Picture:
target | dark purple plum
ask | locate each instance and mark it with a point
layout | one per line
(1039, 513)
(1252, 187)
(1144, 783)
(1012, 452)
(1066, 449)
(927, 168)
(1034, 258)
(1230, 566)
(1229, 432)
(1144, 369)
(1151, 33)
☆ ☆ ☆
Work to complete - The material above must be returned word for word, complete.

Answer to this task -
Picture:
target | dark purple plum
ask | locate each instance and mark it with a point
layout | one per line
(1039, 513)
(1252, 187)
(1144, 783)
(1012, 452)
(1066, 449)
(927, 168)
(1034, 258)
(1230, 566)
(1229, 432)
(1144, 369)
(1151, 33)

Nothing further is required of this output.